__What to work on__: Could you copy the post below about an atheist dating service word for word, from its first line through the comment that ends it?

__Text__:

= Beginning of Section =

So I’m sure you’ve seen all those web ads for Catholic dating services, Protestant dating services, Jewish dating services, conservative dating services, and whatnot.

What’s next?

How about an

ATHEIST DATING SERVICE?

Upon looking at this site’s FAQs, I noticed that one of them was "Who runs FreeThinker’s Match Maker?" and immediately thought: "A lonely atheist guy?"

YUP.

Author: Jimmy Akin

Jimmy was born in Texas, grew up nominally Protestant, but at age 20 experienced a profound conversion to Christ. Planning on becoming a Protestant seminary professor, he started an intensive study of the Bible. But the more he immersed himself in Scripture the more he found to support the Catholic faith, and in 1992 he entered the Catholic Church. His conversion story, "A Triumph and a Tragedy," is published in Surprised by Truth. Besides being an author, Jimmy is the Senior Apologist at Catholic Answers, a contributing editor to Catholic Answers Magazine, and a weekly guest on "Catholic Answers Live."

42 thoughts on “Marriages Not Made In Heaven”

  1. I mean what kind of a basis is that for compatibility — neither of us believes in anything and we don’t want to be challenged by anyone who does. Where would a couple who met through an athiest dating service go on a date do you suppose?

= End of Section =

__Material shown__:
= Beginning of Section =

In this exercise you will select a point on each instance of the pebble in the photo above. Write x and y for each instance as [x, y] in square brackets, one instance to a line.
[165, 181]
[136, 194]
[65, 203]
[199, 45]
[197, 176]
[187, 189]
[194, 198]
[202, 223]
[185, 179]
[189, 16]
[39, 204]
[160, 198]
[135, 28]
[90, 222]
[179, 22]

= End of Section =

__Your response__:
So I’m sure you’ve seen all those web ads for Catholic dating services, Protestant dating services, Jewish dating services, conservative dating services, and whatnot.

What’s next?

How about an

ATHEIST DATING SERVICE?

Upon looking at this site’s FAQs, I noticed that one of them was "Who runs FreeThinker’s Match Maker?" and immediately thought: "A lonely atheist guy?"

YUP.

Author: Jimmy Akin

Jimmy was born in Texas, grew up nominally Protestant, but at age 20 experienced a profound conversion to Christ. Planning on becoming a Protestant seminary professor, he started an intensive study of the Bible. But the more he immersed himself in Scripture the more he found to support the Catholic faith, and in 1992 he entered the Catholic Church. His conversion story, "A Triumph and a Tragedy," is published in Surprised by Truth. Besides being an author, Jimmy is the Senior Apologist at Catholic Answers, a contributing editor to Catholic Answers Magazine, and a weekly guest on "Catholic Answers Live."

42 thoughts on “Marriages Not Made In Heaven”

  1. I mean what kind of a basis is that for compatibility — neither of us believes in anything and we don’t want to be challenged by anyone who does. Where would a couple who met through an athiest dating service go on a date do you suppose?